* _Task statement_
Output every entry exactly as it appears.
======== Material provided
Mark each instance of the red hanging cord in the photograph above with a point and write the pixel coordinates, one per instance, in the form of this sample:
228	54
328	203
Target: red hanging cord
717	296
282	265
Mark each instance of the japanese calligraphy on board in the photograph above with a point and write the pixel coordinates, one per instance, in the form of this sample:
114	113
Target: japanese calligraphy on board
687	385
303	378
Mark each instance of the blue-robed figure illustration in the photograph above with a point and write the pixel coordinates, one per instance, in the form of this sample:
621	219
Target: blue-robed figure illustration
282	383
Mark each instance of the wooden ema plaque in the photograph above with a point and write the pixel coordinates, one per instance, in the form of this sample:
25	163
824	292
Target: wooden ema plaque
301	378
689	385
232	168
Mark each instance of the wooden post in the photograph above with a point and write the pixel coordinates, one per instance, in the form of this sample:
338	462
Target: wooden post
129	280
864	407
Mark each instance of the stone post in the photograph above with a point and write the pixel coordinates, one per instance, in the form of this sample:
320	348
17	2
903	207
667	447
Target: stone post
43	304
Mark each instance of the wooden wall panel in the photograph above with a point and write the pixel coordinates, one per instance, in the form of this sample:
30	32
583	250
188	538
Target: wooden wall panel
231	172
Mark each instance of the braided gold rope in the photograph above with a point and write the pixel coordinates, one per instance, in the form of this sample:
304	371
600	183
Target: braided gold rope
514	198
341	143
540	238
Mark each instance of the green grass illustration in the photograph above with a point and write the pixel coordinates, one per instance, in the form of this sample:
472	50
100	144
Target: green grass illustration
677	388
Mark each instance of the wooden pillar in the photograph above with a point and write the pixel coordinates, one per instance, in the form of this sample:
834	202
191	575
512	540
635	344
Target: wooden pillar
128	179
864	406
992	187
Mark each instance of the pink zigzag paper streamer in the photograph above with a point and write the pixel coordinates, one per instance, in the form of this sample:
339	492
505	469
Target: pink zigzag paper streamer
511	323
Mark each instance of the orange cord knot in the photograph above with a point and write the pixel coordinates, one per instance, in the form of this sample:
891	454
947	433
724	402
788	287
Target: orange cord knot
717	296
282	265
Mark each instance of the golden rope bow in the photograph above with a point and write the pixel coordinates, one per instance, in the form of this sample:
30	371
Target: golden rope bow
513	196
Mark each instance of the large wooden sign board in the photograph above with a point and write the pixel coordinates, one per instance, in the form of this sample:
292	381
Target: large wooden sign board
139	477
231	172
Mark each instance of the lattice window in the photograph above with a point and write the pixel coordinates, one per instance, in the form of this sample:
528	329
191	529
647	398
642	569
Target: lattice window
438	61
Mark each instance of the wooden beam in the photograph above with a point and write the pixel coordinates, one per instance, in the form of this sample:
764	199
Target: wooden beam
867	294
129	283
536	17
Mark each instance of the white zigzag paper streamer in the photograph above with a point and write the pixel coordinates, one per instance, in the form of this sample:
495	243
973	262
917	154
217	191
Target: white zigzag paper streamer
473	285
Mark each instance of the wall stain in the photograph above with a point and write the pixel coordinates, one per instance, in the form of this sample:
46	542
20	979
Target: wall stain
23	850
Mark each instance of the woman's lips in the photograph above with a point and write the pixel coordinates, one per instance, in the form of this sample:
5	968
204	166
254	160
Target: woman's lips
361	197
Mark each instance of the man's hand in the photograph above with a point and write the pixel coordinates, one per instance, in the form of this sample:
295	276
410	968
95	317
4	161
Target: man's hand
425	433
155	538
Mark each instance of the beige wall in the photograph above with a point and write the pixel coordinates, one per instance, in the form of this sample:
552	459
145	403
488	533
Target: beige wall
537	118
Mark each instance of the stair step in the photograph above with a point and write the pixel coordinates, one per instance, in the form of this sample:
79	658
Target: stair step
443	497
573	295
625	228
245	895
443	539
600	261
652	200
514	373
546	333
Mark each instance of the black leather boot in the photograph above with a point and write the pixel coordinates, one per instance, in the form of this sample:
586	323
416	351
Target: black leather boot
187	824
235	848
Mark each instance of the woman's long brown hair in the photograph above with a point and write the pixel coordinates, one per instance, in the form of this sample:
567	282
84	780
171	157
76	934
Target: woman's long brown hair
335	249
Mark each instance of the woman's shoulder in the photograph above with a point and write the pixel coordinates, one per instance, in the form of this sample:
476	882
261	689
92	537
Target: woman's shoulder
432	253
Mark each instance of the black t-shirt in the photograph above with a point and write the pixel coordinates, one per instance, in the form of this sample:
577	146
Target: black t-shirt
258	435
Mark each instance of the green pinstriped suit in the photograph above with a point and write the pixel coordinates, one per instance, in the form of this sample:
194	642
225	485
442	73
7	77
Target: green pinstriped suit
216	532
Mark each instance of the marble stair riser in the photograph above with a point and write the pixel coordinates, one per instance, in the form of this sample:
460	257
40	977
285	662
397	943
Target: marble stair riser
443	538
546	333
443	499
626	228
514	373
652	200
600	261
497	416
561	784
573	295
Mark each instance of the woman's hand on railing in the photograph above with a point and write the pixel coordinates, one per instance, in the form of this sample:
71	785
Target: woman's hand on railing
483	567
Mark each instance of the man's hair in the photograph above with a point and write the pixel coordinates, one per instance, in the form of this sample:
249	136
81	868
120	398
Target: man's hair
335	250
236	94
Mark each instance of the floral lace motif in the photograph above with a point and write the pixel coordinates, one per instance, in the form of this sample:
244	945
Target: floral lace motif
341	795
================
* _Solved problem_
Mark each instance of the red hanging cord in the photograph above with a point and write the pixel coordinates, one per instance, in the form of this sample:
228	54
328	203
Target: red hanging cord
717	296
282	265
Mark each instance of the japanese calligraphy on board in the photograph above with a point and write the pixel coordinates, one per instance, in the form of this sample:
114	113
Target: japanese calligraphy on board
687	385
303	378
Mark each instance of the blue-robed figure illustration in the photograph above with a point and write the pixel coordinates, one per instance, in the form of this sample:
621	219
Target: blue-robed figure illustration
282	383
Mark each instance of the wooden ema plaque in the photograph above with a point and write the pixel coordinates, one per instance, in the form of this sample:
25	163
824	292
Target: wooden ema plaque
301	378
689	385
232	168
Mark each instance of the wooden post in the photograph above with a point and write the pixel coordinates, one per instance, in the form of this sample:
338	462
Target: wooden post
129	280
864	407
Mark each instance of the stone post in the photograph above with a point and write the pixel coordinates, one per instance, in the form of this sample:
320	348
17	2
903	207
667	447
Target: stone post
43	304
Mark each instance of the wooden wall panel in the photograph above with a point and write the pixel coordinates, one per instance, in the form of this sample:
30	32
583	250
188	538
Target: wooden wall panel
231	172
Mark each instance of the braided gold rope in the photograph above with a point and write the pixel coordinates, one per instance, in the form of this sample:
304	371
600	183
Target: braided gold rope
514	198
341	143
540	238
Mark each instance of the green grass illustration in the photograph above with a point and write the pixel coordinates, one per instance, in the form of this sample:
472	50
100	144
Target: green grass illustration
677	388
Mark each instance of the wooden pillar in the photograph above with a point and write the pixel coordinates, one per instance, in the form of this sample:
834	202
191	575
512	540
635	344
Target: wooden pillar
128	179
864	406
992	187
Mark each instance of the pink zigzag paper streamer in the photograph above with a point and write the pixel coordinates, one per instance, in the form of this sample:
339	492
505	469
Target: pink zigzag paper streamer
511	323
Mark each instance of the orange cord knot in the photograph above with a point and write the pixel coordinates, one per instance, in the form of this sample:
891	454
947	433
724	402
788	287
Target: orange cord knot
717	296
282	265
Mark each instance of the golden rope bow in the photograph above with a point and write the pixel coordinates, one per instance, in the form of this sample:
30	371
Target: golden rope bow
513	196
Mark each instance of the large wooden sign board in the photograph above with a point and write the pixel coordinates, one per instance, in the form of this sample:
292	381
Target: large wooden sign board
139	477
231	172
Mark each instance of the lattice window in the photograph above with a point and write the pixel coordinates, one per instance, in the form of this sample:
528	329
191	529
647	398
642	569
Target: lattice window
438	61
Mark each instance of the wooden beam in the photograph above with a point and write the pixel coordinates, one per instance, in the form of this sample:
764	199
Target: wooden beam
867	294
129	283
536	17
Mark each instance of the white zigzag paper streamer in the photograph above with a point and write the pixel coordinates, one per instance, in the form of this sample:
495	243
973	262
917	154
217	191
Target: white zigzag paper streamer
473	285
Mark each instance of the wall stain in the photograph above with a point and write the pixel coordinates, one per instance, in the form of this sample:
46	542
20	979
Target: wall stain
23	850
Mark each instance of the woman's lips in the photograph above with a point and write the pixel coordinates, one per instance, in the form of this sample:
5	968
204	166
254	160
Target: woman's lips
361	197
Mark each instance of the man's hand in the photograph above with a point and write the pixel coordinates, one per instance, in the form of this sample:
295	276
410	968
95	317
4	161
Target: man's hand
425	433
155	538
Mark each instance of the beige wall in the photograph above with a point and write the pixel coordinates, one per instance, in the form of this sample:
552	459
145	403
488	533
Target: beige wall
537	118
Mark each instance of the stair step in the photograph above with a point and write the pixel coordinates, one per instance, in the form of this sample:
79	658
Target: stair step
443	497
573	295
625	228
245	895
443	539
600	261
652	200
514	373
546	333
Mark each instance of the black leather boot in the photograph above with a point and write the pixel coordinates, one per instance, in the form of this sample:
586	323
416	351
Target: black leather boot
187	824
235	848
Mark each instance of the woman's long brown hair in the photograph above with a point and write the pixel coordinates, one per instance, in the form of this sample:
567	282
84	780
171	157
76	934
Target: woman's long brown hair
335	249
Mark each instance of the woman's shoulder in the photograph above with a point and write the pixel coordinates, one per instance, in the form of this sample:
476	882
261	689
92	537
Target: woman's shoulder
432	253
Mark each instance of the black t-shirt in the photograph above with a point and write the pixel coordinates, one per instance, in the form of this sample:
577	146
Target: black t-shirt
258	435
Mark each instance of the green pinstriped suit in the photograph above with a point and write the pixel coordinates, one per instance, in the form of this sample:
194	642
225	485
442	73
7	77
Target: green pinstriped suit
216	532
Mark each instance of the marble stair riser in the photograph above with a point and write the pixel coordinates, one per instance, in the form of this sample:
460	257
40	977
285	662
397	943
Target: marble stair riser
443	538
546	333
443	499
626	228
514	373
652	200
600	261
497	416
561	784
573	295
Mark each instance of the woman's hand on railing in the photograph above with a point and write the pixel coordinates, one per instance, in the form of this sample:
71	785
Target: woman's hand on railing
483	567
Mark each instance of the man's hair in the photograph above with a point and write the pixel coordinates, one per instance, in the form of this sample:
249	136
81	868
120	398
Target: man's hair
335	250
236	94
Mark each instance of the floral lace motif in the photograph above with a point and write the pixel coordinates, one per instance, in the form of this sample:
244	945
Target: floral lace motif
341	795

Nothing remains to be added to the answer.